■ **Excerpted text**
* * *

Friends Can Be Lovers is the twenty-ninth studio album by American singer Dionne Warwick. Her tenth album for Arista Records, it was released on January 20, 1993 in the United States. Warwick garthered material from songwriters and producers such as Barry J. Eastmond, Harvey Mason, Siedah Garrett, Dianne Warren, and Blue Zone lead singer Lisa Stansfield. The album, which Warwick described as "a labor love" and true "family affair," also saw her collaborating with her son David Elliot and cousin Whitney Houston for the first time as well as reuniting with former contributors Burt Bacharach and Hal David on the song "Sunny Weather Love" after more than two decades.

The album was released to positive reception from music critics, some of which were her new Bacharach–David record but applauded Warwick's vocals, its production and the overall direction of the album. Commercially, though, Friends Can Be Lovers was a considerable decline from her previous efforts with Arista, becoming her first album since 1977 to not chart on the US Billboard 200 and reaching number 82 on the US Top R&B/Hip-Hop Albums only. Of all three singles that were released from the album, only "Where My Lips Have Been" was able to chart, peaking at number 95 on the Hot R&B/Hip-Hop Songs. Disappointed by its performance, Warwick later expressed her dislike of the album itself.

Background
In 1990, Warwick released Dionne Warwick Sings Cole Porter, a tribute album consisting of standards by American songwriter Cole Porter. For her next project, her tenth regular album for Arista Records, Warwick stuck to her regular formula of changing most collaborators from album to album. In hopes of providing current material without changing Warwick's trademark sound, Arista Records head Clive Davis consulted Barry J. Eastmond to produce the majority of the album. With new jack swing and hip hop soul dominating the charts then, Eastmond, along with Warwick's oldest son David Elliott, envisioned to "throw a little hop hop" into what they were planning to record with the singer.

* * *

■ **Problem**
How would you sum up the text above about the album Friends Can Be Lovers in two sentences?

[Recorded data]
* * *

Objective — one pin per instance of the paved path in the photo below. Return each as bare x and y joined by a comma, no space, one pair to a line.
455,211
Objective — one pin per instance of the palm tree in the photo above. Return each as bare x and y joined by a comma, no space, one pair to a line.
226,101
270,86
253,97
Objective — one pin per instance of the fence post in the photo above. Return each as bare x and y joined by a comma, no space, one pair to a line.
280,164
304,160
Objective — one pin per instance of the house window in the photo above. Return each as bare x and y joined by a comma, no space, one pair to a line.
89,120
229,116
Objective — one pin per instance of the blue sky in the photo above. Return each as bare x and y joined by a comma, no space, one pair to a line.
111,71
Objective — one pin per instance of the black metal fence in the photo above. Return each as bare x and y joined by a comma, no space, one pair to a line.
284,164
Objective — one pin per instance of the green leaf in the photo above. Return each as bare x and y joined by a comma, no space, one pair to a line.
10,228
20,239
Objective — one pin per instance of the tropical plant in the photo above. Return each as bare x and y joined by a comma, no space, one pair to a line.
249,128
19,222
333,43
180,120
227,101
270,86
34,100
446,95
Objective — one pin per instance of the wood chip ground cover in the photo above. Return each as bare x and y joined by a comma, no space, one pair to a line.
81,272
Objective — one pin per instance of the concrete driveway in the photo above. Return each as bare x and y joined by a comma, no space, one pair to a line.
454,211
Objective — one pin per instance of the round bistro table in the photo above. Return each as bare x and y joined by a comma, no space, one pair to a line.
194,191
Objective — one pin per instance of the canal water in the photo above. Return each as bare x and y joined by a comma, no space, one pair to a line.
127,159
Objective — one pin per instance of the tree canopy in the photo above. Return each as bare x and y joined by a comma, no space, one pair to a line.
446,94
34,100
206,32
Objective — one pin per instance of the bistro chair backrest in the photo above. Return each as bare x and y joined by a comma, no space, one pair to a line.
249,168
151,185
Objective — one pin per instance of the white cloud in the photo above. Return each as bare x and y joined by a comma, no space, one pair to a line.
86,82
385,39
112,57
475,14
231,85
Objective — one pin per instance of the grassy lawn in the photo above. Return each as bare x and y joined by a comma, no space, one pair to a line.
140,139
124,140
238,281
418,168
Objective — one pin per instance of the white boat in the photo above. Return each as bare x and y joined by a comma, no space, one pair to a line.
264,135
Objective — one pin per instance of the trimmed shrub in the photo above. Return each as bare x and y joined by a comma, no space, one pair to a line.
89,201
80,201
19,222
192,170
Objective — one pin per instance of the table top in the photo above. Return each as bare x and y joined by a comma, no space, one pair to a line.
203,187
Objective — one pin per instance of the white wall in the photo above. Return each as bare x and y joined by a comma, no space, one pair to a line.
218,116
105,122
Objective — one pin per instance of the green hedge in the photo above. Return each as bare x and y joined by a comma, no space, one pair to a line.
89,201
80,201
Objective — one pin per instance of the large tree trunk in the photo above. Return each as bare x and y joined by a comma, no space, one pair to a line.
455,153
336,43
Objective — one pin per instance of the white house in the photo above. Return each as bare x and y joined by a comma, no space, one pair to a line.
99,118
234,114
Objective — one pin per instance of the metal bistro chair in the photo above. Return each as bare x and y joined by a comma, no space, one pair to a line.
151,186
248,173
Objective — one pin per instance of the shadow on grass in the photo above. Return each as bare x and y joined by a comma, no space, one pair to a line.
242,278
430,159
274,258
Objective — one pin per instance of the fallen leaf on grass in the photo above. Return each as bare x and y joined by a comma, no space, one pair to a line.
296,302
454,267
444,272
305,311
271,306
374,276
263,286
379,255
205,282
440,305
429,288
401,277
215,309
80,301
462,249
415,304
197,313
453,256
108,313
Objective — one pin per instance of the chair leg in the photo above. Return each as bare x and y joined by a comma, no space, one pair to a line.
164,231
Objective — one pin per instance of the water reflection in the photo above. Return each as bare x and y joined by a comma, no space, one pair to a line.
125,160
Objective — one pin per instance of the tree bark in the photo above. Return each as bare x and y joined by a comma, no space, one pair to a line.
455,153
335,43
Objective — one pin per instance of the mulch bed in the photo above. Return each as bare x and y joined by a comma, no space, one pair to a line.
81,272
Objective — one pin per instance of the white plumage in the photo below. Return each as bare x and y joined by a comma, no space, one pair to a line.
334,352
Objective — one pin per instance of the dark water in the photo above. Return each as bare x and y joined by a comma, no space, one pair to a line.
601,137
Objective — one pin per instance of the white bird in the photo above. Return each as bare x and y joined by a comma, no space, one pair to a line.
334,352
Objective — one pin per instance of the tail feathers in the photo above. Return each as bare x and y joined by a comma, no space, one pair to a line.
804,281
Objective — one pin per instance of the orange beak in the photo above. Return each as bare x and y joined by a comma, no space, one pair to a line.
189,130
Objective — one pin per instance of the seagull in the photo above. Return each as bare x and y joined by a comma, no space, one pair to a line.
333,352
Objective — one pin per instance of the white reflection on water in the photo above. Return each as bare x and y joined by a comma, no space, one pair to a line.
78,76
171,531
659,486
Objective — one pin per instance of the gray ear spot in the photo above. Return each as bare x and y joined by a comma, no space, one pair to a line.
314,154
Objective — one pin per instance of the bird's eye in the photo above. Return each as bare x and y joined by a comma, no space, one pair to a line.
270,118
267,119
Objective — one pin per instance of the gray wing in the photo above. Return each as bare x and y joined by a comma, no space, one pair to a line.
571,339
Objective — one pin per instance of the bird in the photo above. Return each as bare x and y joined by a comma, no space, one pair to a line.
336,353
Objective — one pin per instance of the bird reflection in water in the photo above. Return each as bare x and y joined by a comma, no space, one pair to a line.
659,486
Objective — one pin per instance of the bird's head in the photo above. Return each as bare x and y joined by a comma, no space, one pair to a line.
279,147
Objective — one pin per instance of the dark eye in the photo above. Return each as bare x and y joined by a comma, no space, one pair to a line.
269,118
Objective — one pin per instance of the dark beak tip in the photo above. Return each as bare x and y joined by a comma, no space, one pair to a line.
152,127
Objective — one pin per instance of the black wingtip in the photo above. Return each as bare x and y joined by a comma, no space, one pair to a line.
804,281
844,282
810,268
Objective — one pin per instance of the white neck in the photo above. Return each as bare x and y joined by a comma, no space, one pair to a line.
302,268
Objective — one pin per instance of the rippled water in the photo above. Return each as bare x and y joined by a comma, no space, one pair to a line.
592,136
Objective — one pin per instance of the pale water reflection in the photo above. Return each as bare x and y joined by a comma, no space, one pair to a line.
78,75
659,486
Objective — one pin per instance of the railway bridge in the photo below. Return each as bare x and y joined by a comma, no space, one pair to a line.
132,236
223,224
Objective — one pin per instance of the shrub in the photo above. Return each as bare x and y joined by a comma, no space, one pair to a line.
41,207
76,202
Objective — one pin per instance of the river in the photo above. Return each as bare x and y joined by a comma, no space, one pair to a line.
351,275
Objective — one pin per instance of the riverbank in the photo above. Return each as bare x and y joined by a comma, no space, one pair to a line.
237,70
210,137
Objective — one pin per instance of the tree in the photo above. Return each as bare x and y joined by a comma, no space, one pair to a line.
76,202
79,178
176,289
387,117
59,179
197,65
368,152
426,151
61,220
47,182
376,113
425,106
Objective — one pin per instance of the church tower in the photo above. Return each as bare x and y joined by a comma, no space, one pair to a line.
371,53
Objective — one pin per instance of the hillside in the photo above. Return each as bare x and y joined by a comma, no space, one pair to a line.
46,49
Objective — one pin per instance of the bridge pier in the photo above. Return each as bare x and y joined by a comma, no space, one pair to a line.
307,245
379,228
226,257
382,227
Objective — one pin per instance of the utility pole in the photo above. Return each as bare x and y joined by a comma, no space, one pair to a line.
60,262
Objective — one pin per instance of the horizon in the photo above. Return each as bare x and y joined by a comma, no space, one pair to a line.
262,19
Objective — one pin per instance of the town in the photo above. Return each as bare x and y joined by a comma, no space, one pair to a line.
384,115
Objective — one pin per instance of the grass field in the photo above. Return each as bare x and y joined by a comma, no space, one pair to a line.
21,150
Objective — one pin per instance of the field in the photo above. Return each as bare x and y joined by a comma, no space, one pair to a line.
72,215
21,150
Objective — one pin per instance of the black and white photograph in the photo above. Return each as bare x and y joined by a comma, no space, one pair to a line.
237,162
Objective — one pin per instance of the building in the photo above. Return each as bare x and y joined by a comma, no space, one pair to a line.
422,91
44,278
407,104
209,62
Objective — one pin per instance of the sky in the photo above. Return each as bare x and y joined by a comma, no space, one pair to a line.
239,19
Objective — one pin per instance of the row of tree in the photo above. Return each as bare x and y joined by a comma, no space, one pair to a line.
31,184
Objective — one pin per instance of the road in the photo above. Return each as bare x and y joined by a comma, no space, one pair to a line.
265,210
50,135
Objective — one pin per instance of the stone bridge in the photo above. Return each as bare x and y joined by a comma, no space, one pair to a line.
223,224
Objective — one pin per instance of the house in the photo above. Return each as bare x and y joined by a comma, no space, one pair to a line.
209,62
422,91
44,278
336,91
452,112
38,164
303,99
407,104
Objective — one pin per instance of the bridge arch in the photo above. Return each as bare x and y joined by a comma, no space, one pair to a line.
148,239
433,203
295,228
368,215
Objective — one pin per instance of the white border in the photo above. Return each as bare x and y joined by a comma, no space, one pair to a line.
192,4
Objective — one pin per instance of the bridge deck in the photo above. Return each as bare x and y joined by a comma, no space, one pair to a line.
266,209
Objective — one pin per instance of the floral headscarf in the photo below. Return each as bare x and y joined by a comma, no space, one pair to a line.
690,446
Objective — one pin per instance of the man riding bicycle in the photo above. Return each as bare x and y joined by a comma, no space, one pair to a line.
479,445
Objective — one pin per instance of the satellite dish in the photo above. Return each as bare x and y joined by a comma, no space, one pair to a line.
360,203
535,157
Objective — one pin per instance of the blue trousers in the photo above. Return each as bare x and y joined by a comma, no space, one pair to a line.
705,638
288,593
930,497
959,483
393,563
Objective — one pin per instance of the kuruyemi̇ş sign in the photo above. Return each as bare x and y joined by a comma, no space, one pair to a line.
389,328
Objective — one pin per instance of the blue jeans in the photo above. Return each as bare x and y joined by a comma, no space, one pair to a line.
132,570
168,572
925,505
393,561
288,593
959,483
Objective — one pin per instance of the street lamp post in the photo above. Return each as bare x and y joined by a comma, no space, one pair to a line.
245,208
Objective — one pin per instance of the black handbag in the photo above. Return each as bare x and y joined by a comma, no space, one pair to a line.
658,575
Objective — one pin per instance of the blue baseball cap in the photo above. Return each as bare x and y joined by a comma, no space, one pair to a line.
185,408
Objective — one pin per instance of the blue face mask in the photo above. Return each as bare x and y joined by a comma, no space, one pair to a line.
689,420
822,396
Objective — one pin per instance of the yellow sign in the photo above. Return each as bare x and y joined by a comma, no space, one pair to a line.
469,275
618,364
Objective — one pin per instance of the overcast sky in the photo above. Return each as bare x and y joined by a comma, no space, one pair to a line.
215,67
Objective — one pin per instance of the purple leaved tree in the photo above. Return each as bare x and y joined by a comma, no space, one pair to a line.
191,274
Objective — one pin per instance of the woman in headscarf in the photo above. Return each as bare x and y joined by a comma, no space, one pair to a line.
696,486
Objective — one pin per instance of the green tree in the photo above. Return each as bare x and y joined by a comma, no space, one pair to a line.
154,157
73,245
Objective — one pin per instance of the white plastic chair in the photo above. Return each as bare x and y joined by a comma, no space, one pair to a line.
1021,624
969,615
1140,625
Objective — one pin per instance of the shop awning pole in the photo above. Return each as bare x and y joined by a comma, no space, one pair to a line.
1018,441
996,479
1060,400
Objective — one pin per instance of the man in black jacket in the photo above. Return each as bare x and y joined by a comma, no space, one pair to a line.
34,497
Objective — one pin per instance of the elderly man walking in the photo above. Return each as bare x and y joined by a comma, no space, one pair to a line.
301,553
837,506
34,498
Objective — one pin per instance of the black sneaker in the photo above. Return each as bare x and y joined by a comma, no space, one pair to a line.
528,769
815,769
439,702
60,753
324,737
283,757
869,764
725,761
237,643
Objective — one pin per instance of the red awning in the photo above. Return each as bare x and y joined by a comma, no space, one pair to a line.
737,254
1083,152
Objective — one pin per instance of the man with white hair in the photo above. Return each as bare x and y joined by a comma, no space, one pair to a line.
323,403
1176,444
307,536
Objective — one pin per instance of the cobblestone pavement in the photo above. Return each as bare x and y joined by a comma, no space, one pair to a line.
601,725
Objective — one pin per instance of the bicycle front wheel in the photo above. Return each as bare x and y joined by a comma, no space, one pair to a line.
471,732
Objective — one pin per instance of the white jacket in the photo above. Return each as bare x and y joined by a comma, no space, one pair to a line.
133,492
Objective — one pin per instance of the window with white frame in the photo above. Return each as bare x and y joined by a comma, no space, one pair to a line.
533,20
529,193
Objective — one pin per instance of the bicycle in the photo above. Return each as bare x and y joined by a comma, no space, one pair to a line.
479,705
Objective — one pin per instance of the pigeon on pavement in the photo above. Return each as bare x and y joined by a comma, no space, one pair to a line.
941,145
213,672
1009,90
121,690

* * *

■ **Reply to the task**
Friends Can Be Lovers, Dionne Warwick's twenty-ninth studio album and her tenth for Arista Records, was released in the United States on January 20, 1993, with most of it produced by Barry J. Eastmond at the request of Arista head Clive Davis. Commercially it fell well short of her earlier Arista albums, failing to chart on the Billboard 200 and reaching only number 82 on the Top R&B/Hip-Hop Albums chart, and Warwick later said she disliked it.